About this task:
Each record below needs to be written out exactly as it reads.

[Saved data entries]
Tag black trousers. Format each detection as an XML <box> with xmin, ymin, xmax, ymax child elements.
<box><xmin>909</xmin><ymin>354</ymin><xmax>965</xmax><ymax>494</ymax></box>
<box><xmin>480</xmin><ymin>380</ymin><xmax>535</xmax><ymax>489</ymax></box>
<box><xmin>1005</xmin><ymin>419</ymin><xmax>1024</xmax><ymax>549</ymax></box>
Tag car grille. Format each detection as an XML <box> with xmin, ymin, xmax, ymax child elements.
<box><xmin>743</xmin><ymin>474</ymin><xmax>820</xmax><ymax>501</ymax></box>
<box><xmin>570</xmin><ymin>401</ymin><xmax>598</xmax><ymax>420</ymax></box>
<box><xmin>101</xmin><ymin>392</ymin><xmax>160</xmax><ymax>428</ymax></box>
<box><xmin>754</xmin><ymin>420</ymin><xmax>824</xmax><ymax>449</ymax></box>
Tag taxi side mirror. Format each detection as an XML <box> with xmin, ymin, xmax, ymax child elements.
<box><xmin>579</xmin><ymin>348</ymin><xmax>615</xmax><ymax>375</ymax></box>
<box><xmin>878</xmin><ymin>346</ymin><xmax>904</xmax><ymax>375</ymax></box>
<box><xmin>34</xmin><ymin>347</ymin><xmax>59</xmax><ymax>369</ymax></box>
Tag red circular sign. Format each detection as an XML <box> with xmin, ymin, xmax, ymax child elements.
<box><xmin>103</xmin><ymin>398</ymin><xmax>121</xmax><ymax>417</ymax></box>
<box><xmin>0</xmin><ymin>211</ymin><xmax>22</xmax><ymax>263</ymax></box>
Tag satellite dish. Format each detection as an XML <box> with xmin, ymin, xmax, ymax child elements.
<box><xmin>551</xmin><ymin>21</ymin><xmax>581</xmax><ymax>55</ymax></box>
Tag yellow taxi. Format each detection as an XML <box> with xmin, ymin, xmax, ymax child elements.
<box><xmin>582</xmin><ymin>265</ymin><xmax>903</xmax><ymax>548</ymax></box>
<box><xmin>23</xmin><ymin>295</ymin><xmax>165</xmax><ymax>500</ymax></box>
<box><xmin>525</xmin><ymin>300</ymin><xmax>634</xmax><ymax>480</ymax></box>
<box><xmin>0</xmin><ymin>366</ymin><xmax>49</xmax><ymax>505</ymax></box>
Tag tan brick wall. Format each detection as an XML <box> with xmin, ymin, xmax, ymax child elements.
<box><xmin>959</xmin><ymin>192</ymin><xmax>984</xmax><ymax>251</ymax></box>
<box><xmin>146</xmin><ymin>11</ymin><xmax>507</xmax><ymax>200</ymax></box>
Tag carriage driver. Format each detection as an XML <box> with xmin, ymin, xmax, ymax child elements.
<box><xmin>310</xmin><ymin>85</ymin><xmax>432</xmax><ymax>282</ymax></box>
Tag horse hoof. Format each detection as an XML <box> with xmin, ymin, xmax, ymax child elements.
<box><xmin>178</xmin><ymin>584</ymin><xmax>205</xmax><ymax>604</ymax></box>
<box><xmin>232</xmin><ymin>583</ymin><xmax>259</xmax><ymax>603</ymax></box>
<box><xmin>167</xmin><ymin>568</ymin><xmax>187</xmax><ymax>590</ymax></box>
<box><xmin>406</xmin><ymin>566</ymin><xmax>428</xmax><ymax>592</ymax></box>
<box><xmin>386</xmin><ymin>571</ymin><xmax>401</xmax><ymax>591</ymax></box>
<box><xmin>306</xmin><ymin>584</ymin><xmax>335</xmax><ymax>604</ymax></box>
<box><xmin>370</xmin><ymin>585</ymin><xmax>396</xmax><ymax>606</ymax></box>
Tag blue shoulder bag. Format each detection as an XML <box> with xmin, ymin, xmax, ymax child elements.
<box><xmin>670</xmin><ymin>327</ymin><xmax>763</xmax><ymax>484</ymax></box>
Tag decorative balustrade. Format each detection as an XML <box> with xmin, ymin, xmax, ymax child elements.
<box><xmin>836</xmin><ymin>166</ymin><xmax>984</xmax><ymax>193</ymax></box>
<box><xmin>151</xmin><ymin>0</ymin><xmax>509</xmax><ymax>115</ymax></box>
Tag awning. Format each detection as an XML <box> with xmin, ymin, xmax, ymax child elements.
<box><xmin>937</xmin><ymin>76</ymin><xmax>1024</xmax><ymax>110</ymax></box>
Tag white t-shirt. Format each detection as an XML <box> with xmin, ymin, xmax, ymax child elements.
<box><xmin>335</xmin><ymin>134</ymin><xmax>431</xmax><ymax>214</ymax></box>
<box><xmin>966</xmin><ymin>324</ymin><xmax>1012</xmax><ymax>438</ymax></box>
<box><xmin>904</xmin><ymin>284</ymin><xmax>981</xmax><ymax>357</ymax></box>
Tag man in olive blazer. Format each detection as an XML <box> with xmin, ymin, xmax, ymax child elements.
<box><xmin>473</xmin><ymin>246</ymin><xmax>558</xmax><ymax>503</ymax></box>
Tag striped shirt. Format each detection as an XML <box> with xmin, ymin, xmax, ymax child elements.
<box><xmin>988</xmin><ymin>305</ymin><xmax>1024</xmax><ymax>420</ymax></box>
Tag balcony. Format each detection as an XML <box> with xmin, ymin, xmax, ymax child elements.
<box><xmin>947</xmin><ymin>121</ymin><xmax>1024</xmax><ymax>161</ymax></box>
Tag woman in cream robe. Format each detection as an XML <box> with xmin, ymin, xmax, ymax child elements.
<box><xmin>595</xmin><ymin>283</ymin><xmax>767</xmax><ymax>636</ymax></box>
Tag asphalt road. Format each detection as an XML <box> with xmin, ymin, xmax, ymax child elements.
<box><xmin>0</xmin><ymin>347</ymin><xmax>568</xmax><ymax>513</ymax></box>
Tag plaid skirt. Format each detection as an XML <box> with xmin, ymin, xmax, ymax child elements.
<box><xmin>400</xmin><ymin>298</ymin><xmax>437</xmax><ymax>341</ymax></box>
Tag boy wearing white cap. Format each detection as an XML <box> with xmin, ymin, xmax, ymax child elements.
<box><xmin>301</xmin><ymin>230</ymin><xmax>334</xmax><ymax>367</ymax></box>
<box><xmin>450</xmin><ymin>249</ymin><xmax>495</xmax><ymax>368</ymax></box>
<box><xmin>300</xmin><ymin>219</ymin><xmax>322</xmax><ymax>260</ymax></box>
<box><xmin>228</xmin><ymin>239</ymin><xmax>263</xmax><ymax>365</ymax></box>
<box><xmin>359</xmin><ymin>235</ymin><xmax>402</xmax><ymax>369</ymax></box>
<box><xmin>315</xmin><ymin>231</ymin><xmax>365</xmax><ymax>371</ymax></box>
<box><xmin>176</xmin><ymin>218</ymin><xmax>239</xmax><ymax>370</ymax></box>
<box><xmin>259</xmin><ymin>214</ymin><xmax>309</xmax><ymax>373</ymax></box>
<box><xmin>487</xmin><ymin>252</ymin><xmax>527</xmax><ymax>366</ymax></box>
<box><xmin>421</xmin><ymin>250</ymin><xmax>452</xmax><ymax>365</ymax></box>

Output of the task:
Tag black trousers. Format each detection as an XML <box> with xmin, ymin, xmax, ymax child elements.
<box><xmin>909</xmin><ymin>354</ymin><xmax>965</xmax><ymax>494</ymax></box>
<box><xmin>480</xmin><ymin>380</ymin><xmax>535</xmax><ymax>489</ymax></box>
<box><xmin>1005</xmin><ymin>419</ymin><xmax>1024</xmax><ymax>549</ymax></box>
Tag car grille. Format each detection as an XML <box> with xmin, ymin, xmax, ymax child elements.
<box><xmin>743</xmin><ymin>474</ymin><xmax>820</xmax><ymax>501</ymax></box>
<box><xmin>570</xmin><ymin>401</ymin><xmax>598</xmax><ymax>420</ymax></box>
<box><xmin>101</xmin><ymin>392</ymin><xmax>160</xmax><ymax>428</ymax></box>
<box><xmin>754</xmin><ymin>420</ymin><xmax>824</xmax><ymax>449</ymax></box>
Tag taxi side mirror. Format each detection as an XML <box> with xmin, ymin, xmax, ymax child elements.
<box><xmin>579</xmin><ymin>348</ymin><xmax>615</xmax><ymax>375</ymax></box>
<box><xmin>878</xmin><ymin>346</ymin><xmax>904</xmax><ymax>375</ymax></box>
<box><xmin>34</xmin><ymin>347</ymin><xmax>59</xmax><ymax>369</ymax></box>
Tag red circular sign. Format each detection as an XML <box> with xmin, ymin, xmax, ymax child elements.
<box><xmin>103</xmin><ymin>398</ymin><xmax>121</xmax><ymax>417</ymax></box>
<box><xmin>0</xmin><ymin>211</ymin><xmax>22</xmax><ymax>263</ymax></box>
Tag satellite dish. Format each detection as an XML <box> with xmin, ymin, xmax, ymax child elements.
<box><xmin>551</xmin><ymin>21</ymin><xmax>581</xmax><ymax>55</ymax></box>
Tag yellow taxi. Format each detection as an XML <box> with xmin, ymin, xmax, ymax child elements.
<box><xmin>582</xmin><ymin>265</ymin><xmax>903</xmax><ymax>548</ymax></box>
<box><xmin>23</xmin><ymin>295</ymin><xmax>165</xmax><ymax>500</ymax></box>
<box><xmin>525</xmin><ymin>300</ymin><xmax>634</xmax><ymax>480</ymax></box>
<box><xmin>0</xmin><ymin>366</ymin><xmax>49</xmax><ymax>505</ymax></box>
Tag tan brick wall. Format each detection as an XML <box> with xmin, ymin, xmax, ymax child elements.
<box><xmin>959</xmin><ymin>192</ymin><xmax>984</xmax><ymax>251</ymax></box>
<box><xmin>146</xmin><ymin>11</ymin><xmax>507</xmax><ymax>200</ymax></box>
Tag carriage driver. Format each detection as an XML <box> with xmin, ymin, xmax, ymax child elements.
<box><xmin>310</xmin><ymin>85</ymin><xmax>432</xmax><ymax>282</ymax></box>
Tag horse hoof. Format each detection as an XML <box> with xmin, ymin, xmax, ymax child elements.
<box><xmin>178</xmin><ymin>584</ymin><xmax>205</xmax><ymax>604</ymax></box>
<box><xmin>232</xmin><ymin>583</ymin><xmax>259</xmax><ymax>603</ymax></box>
<box><xmin>167</xmin><ymin>568</ymin><xmax>187</xmax><ymax>590</ymax></box>
<box><xmin>406</xmin><ymin>566</ymin><xmax>428</xmax><ymax>592</ymax></box>
<box><xmin>386</xmin><ymin>571</ymin><xmax>401</xmax><ymax>591</ymax></box>
<box><xmin>306</xmin><ymin>584</ymin><xmax>335</xmax><ymax>604</ymax></box>
<box><xmin>370</xmin><ymin>585</ymin><xmax>396</xmax><ymax>606</ymax></box>
Tag blue shoulder bag. Format each detection as an XML <box> with xmin, ymin, xmax, ymax child elements.
<box><xmin>670</xmin><ymin>327</ymin><xmax>763</xmax><ymax>484</ymax></box>
Tag decorative balustrade. Format each detection as an XML <box> with xmin, ymin, xmax, ymax child elements.
<box><xmin>836</xmin><ymin>166</ymin><xmax>984</xmax><ymax>193</ymax></box>
<box><xmin>151</xmin><ymin>0</ymin><xmax>509</xmax><ymax>115</ymax></box>
Tag awning. Format each detection as an XML <box> with xmin, ymin, xmax, ymax child elements.
<box><xmin>937</xmin><ymin>76</ymin><xmax>1024</xmax><ymax>110</ymax></box>
Tag white t-shirt. Format each detection as an XML <box> with xmin, ymin, xmax, ymax child elements.
<box><xmin>335</xmin><ymin>134</ymin><xmax>431</xmax><ymax>214</ymax></box>
<box><xmin>966</xmin><ymin>324</ymin><xmax>1012</xmax><ymax>438</ymax></box>
<box><xmin>904</xmin><ymin>284</ymin><xmax>981</xmax><ymax>357</ymax></box>
Tag man in olive blazer. Format each detection as an XML <box> with xmin, ymin, xmax, ymax child elements.
<box><xmin>473</xmin><ymin>246</ymin><xmax>558</xmax><ymax>503</ymax></box>
Tag striped shirt. Format each detection as an XML <box> with xmin, ymin, xmax, ymax child elements.
<box><xmin>988</xmin><ymin>305</ymin><xmax>1024</xmax><ymax>420</ymax></box>
Tag balcony. Format each detection as an XML <box> with xmin, ymin, xmax, ymax child elements.
<box><xmin>947</xmin><ymin>121</ymin><xmax>1024</xmax><ymax>161</ymax></box>
Tag woman in cream robe. Format each detection as an XML <box> with xmin, ymin, xmax, ymax child elements.
<box><xmin>595</xmin><ymin>283</ymin><xmax>767</xmax><ymax>636</ymax></box>
Tag asphalt road. Format each detection as an XML <box> with xmin, ymin, xmax, ymax child elements.
<box><xmin>0</xmin><ymin>347</ymin><xmax>568</xmax><ymax>513</ymax></box>
Tag plaid skirt. Format each detection as an XML <box> with xmin, ymin, xmax, ymax child elements.
<box><xmin>400</xmin><ymin>298</ymin><xmax>437</xmax><ymax>341</ymax></box>
Tag boy wearing white cap. Format each detection as an XML <box> with xmin, ymin, xmax, ymax child elements.
<box><xmin>301</xmin><ymin>230</ymin><xmax>334</xmax><ymax>367</ymax></box>
<box><xmin>450</xmin><ymin>249</ymin><xmax>495</xmax><ymax>368</ymax></box>
<box><xmin>300</xmin><ymin>219</ymin><xmax>322</xmax><ymax>260</ymax></box>
<box><xmin>228</xmin><ymin>239</ymin><xmax>263</xmax><ymax>365</ymax></box>
<box><xmin>359</xmin><ymin>235</ymin><xmax>402</xmax><ymax>369</ymax></box>
<box><xmin>315</xmin><ymin>231</ymin><xmax>365</xmax><ymax>371</ymax></box>
<box><xmin>176</xmin><ymin>218</ymin><xmax>239</xmax><ymax>370</ymax></box>
<box><xmin>259</xmin><ymin>214</ymin><xmax>309</xmax><ymax>373</ymax></box>
<box><xmin>487</xmin><ymin>252</ymin><xmax>527</xmax><ymax>366</ymax></box>
<box><xmin>421</xmin><ymin>250</ymin><xmax>452</xmax><ymax>365</ymax></box>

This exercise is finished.